**Description of the task**
Your answer should be the full set of records, printed exactly as they stand.

**Given records**
◇ ◇ ◇ ◇

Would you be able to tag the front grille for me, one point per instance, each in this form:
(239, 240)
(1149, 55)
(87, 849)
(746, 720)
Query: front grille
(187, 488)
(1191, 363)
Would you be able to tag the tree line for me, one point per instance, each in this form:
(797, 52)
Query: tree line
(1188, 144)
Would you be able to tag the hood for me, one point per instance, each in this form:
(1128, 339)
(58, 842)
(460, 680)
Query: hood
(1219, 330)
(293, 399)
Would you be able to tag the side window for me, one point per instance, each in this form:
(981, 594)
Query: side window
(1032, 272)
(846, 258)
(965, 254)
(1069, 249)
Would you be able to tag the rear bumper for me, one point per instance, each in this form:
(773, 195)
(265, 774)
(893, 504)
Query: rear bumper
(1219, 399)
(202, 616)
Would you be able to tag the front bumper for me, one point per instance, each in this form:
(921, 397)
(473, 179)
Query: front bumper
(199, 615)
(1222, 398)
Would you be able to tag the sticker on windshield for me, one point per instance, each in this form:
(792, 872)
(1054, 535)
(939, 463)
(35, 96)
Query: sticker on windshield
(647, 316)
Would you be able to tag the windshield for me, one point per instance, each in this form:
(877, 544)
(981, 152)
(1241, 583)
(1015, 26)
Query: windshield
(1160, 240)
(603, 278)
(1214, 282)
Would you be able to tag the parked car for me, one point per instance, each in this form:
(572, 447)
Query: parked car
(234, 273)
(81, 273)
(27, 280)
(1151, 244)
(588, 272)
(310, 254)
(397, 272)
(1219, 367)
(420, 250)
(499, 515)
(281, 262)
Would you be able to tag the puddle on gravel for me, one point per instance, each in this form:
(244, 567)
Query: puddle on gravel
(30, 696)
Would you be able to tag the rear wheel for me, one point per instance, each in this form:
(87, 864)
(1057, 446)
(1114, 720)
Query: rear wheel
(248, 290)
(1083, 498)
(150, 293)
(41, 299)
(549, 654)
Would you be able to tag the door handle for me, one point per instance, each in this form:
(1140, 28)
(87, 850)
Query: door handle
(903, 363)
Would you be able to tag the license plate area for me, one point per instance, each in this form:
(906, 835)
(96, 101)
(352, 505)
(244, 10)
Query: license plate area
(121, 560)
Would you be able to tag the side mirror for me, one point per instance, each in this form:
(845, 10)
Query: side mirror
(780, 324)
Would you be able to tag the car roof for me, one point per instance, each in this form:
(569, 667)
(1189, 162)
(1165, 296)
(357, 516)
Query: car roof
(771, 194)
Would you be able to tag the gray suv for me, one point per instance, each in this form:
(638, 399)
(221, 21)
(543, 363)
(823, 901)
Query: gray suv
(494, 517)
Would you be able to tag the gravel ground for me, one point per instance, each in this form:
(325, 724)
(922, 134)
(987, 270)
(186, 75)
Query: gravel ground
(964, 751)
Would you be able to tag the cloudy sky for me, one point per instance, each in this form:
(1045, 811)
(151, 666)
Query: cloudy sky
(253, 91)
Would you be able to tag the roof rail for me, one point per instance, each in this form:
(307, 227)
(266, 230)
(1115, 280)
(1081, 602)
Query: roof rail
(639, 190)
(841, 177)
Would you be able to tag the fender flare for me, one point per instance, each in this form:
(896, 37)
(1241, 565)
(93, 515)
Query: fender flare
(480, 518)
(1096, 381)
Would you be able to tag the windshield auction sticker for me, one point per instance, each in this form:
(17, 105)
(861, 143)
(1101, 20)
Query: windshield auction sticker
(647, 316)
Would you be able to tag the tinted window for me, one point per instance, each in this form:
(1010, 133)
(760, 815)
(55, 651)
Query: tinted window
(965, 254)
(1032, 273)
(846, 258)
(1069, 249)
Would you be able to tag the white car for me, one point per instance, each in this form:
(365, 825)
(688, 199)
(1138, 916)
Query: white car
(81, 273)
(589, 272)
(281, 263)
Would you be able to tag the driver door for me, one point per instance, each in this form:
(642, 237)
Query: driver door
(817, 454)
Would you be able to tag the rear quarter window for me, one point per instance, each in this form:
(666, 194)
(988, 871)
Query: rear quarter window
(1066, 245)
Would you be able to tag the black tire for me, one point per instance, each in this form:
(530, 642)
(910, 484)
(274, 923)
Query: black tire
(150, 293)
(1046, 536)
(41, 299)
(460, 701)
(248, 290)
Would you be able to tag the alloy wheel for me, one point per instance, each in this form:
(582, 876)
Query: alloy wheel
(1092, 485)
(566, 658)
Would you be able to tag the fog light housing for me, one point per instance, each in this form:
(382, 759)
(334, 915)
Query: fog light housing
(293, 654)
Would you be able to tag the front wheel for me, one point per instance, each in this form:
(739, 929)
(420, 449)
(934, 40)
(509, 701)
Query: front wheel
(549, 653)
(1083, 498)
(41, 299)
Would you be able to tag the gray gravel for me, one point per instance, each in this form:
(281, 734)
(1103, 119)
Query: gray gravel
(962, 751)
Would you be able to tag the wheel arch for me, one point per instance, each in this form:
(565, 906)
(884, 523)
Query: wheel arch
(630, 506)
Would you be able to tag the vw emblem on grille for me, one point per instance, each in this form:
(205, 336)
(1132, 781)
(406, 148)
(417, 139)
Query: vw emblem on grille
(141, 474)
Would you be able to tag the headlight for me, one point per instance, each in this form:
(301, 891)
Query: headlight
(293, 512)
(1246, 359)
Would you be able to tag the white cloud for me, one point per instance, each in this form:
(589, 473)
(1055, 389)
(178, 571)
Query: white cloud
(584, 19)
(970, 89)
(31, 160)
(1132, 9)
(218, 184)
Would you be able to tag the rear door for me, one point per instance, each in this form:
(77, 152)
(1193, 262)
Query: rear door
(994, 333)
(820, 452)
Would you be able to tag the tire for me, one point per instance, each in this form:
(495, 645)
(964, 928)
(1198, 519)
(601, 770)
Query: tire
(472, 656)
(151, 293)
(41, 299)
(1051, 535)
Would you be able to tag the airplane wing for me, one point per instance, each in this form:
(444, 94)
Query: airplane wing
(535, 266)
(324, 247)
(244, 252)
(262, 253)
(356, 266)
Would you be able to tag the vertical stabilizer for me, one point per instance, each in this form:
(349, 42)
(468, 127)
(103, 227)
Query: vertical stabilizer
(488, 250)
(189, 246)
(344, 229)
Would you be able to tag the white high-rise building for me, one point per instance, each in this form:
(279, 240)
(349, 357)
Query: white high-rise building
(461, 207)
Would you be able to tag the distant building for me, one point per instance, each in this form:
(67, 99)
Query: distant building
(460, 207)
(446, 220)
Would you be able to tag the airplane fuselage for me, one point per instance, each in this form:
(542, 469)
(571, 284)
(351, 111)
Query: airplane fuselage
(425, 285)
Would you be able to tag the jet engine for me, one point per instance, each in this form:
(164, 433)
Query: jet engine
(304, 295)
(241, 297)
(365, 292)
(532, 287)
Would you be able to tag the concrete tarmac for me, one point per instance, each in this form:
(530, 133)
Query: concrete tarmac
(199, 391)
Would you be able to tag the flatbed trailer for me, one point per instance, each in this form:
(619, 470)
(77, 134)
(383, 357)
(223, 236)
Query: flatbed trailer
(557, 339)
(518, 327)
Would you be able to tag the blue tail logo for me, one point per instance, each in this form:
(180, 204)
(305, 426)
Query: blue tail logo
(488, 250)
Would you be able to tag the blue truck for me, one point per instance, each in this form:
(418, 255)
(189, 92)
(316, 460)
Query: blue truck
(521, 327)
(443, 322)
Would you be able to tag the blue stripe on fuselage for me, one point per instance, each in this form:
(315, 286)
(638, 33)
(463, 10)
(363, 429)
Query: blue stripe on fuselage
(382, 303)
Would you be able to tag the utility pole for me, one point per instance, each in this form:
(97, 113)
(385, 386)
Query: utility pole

◇ ◇ ◇ ◇

**Response to the task**
Would you be able to tag the front grille for me, one point per instance, each in this form:
(239, 240)
(1149, 55)
(87, 849)
(746, 720)
Query: front grille
(187, 488)
(1191, 363)
Would you be able to tag the tree line for me, one point per instance, each in this form:
(797, 52)
Query: tree line
(1188, 144)
Would you be able to tag the hood for me, one point per instance, each in this form:
(1128, 339)
(58, 842)
(460, 680)
Query: hood
(1219, 330)
(293, 399)
Would you be able to tag the side window for me, one point per instance, each in this form:
(981, 594)
Query: side window
(1032, 272)
(846, 258)
(965, 254)
(1069, 249)
Would you be able to tag the rear bumper for me, one point per instance, each in this form:
(773, 195)
(265, 774)
(893, 504)
Query: rear bumper
(1219, 399)
(202, 616)
Would you be able to tag the front bumper for me, one point per instance, each in this form:
(921, 397)
(473, 179)
Query: front bumper
(199, 615)
(1222, 398)
Would you be able to tag the sticker on windshield for me, one point per instance, each in this form:
(792, 872)
(1054, 535)
(939, 463)
(35, 96)
Query: sticker on windshield
(647, 316)
Would you be able to tag the windshield for me, one point per instance, each in this form:
(877, 544)
(981, 152)
(1241, 583)
(1015, 26)
Query: windshield
(1160, 240)
(603, 278)
(1214, 282)
Would you be able to tag the parked car for me, one point per instance, each in this form:
(572, 447)
Query: parked car
(234, 273)
(81, 273)
(27, 280)
(1151, 244)
(588, 272)
(310, 254)
(397, 272)
(1219, 367)
(420, 250)
(499, 515)
(281, 262)
Would you be able to tag the puddle on gravel for me, one point per instance, each in this form:
(244, 567)
Query: puddle on gravel
(30, 696)
Would you be able to tag the rear wheel for me, one point per instance, each in this form:
(87, 864)
(1057, 446)
(1114, 720)
Query: rear wheel
(248, 290)
(1083, 498)
(150, 293)
(41, 299)
(549, 654)
Would you be able to tag the door handle for me, one point per instance, each in this form:
(1140, 28)
(87, 850)
Query: door handle
(903, 363)
Would you be able to tag the license plate area for me, one point per instance, each in this form:
(906, 835)
(96, 101)
(352, 505)
(244, 10)
Query: license plate area
(121, 560)
Would you be able to tag the side mirror for me, one point per instance, each in this form:
(845, 10)
Query: side mirror
(780, 324)
Would you be able to tag the car roof for me, one point per instance, each in this form:
(569, 667)
(1189, 162)
(1165, 296)
(357, 516)
Query: car roof
(771, 194)
Would you be able to tag the gray suv for me, one point per instance, each in this form:
(638, 399)
(221, 21)
(543, 363)
(823, 901)
Query: gray suv
(494, 517)
Would you be able to tag the gravel ground for me, one point per instance, each in this form:
(325, 724)
(922, 134)
(987, 270)
(186, 75)
Query: gravel ground
(964, 751)
Would you be able to tag the cloudy sky for me, one point per instance, each in this form:
(1045, 811)
(151, 666)
Query: cloudy sky
(253, 91)
Would you be able to tag the roof rail for me, one point per instance, each in this form:
(307, 227)
(266, 230)
(1115, 280)
(1081, 602)
Query: roof rail
(639, 190)
(841, 177)
Would you be able to tag the fender flare for me, one point per instance, each in this form:
(896, 37)
(1241, 565)
(93, 515)
Query: fender flare
(480, 518)
(1096, 381)
Would you be able to tag the windshield auction sticker for me, one point per instance, each in this form:
(17, 105)
(861, 143)
(1101, 20)
Query: windshield auction sticker
(647, 316)
Would you be able to tag the tinted window for me, one point per instance, each in this form:
(1010, 133)
(760, 815)
(55, 651)
Query: tinted window
(965, 254)
(1032, 273)
(846, 258)
(1069, 249)
Would you be able to tag the white car for me, one point per instance, each in this form:
(365, 825)
(688, 199)
(1138, 916)
Query: white car
(81, 273)
(589, 272)
(281, 263)
Would you be able to tag the driver door for me, one point per instance, each in this form:
(642, 237)
Query: driver door
(817, 454)
Would you be able to tag the rear quarter window for me, one point per instance, each in this form:
(666, 194)
(988, 871)
Query: rear quarter window
(1066, 245)
Would you be able to tag the black tire for me, one point per instance, each in this form:
(530, 642)
(910, 484)
(274, 923)
Query: black tire
(150, 293)
(1046, 536)
(41, 299)
(460, 701)
(248, 290)
Would you be able to tag the alloy wheel for me, one point per instance, each in this form:
(582, 876)
Query: alloy wheel
(1092, 485)
(566, 658)
Would you be able to tag the fog light housing for me, one point per instance, each in this form:
(382, 759)
(334, 915)
Query: fog light housing
(293, 654)
Would you be able to tag the front wheel for me, one point per instance, each in this form:
(739, 929)
(420, 449)
(934, 40)
(509, 701)
Query: front wheel
(549, 653)
(1083, 498)
(41, 299)
Would you be able to tag the gray gravel for me, one point per instance, each in this form:
(281, 734)
(1103, 119)
Query: gray gravel
(962, 751)
Would you be able to tag the wheel arch for me, one point per instance, each in this form:
(565, 906)
(884, 523)
Query: wheel arch
(630, 506)
Would you be able to tag the vw emblem on grille for me, one point per instance, each in this form:
(205, 336)
(1132, 781)
(406, 148)
(417, 139)
Query: vw emblem on grille
(141, 474)
Would you be able to tag the headlight for me, one point per instance, each in this form:
(301, 891)
Query: headlight
(293, 512)
(1246, 359)
Would you be able to tag the white cloud for me, one point per instance, each in this form:
(589, 473)
(1055, 389)
(178, 571)
Query: white cloud
(584, 19)
(970, 89)
(31, 160)
(1132, 9)
(218, 184)
Would you be able to tag the rear door for me, one point per instance, each in this form:
(77, 152)
(1193, 262)
Query: rear door
(994, 333)
(820, 452)
Would you be able to tag the tire for me, one point per instance, each in this form:
(495, 645)
(964, 928)
(1198, 519)
(601, 770)
Query: tire
(472, 656)
(151, 293)
(41, 299)
(1051, 535)
Would you be able to tag the airplane wing for me, one point per instance, each in this form:
(444, 94)
Query: airplane wing
(535, 266)
(324, 247)
(244, 252)
(262, 253)
(356, 266)
Would you be able to tag the vertical stabilizer for me, one point per instance, each in this form:
(349, 42)
(468, 127)
(103, 227)
Query: vertical stabilizer
(488, 250)
(189, 246)
(344, 229)
Would you be able to tag the white high-rise building for me, one point per instance, each in this form:
(279, 240)
(349, 357)
Query: white high-rise building
(461, 207)
Would you be able to tag the distant building for me, one point per instance, each in this form:
(67, 99)
Query: distant building
(460, 207)
(446, 220)
Would you be able to tag the airplane fuselage for me, one point per instance, each in this form:
(542, 469)
(571, 284)
(351, 111)
Query: airplane fuselage
(425, 285)
Would you be able to tag the jet engine for me, one point per instance, each in this form:
(164, 433)
Query: jet engine
(304, 295)
(241, 297)
(365, 292)
(532, 287)
Would you be able to tag the concrete tarmac for me, one point per instance, each in this form:
(530, 133)
Query: concrete tarmac
(199, 391)
Would you be able to tag the flatbed trailer for me, one point per instance, each in this form:
(619, 470)
(77, 134)
(383, 357)
(223, 236)
Query: flatbed trailer
(557, 339)
(518, 327)
Would you be able to tag the blue tail logo for me, one point per instance, each in this form:
(180, 204)
(305, 426)
Query: blue tail logo
(488, 250)
Would you be able to tag the blue truck for me, one point per instance, each in this form:
(418, 255)
(189, 92)
(316, 460)
Query: blue truck
(521, 327)
(443, 322)
Would you be able to tag the blue stripe on fuselage for me, one point per instance, each in this form:
(315, 286)
(638, 33)
(463, 10)
(363, 429)
Query: blue stripe on fuselage
(382, 303)
Would you be able to tag the utility pole for me, one point per instance, each in this form:
(97, 113)
(385, 386)
Query: utility pole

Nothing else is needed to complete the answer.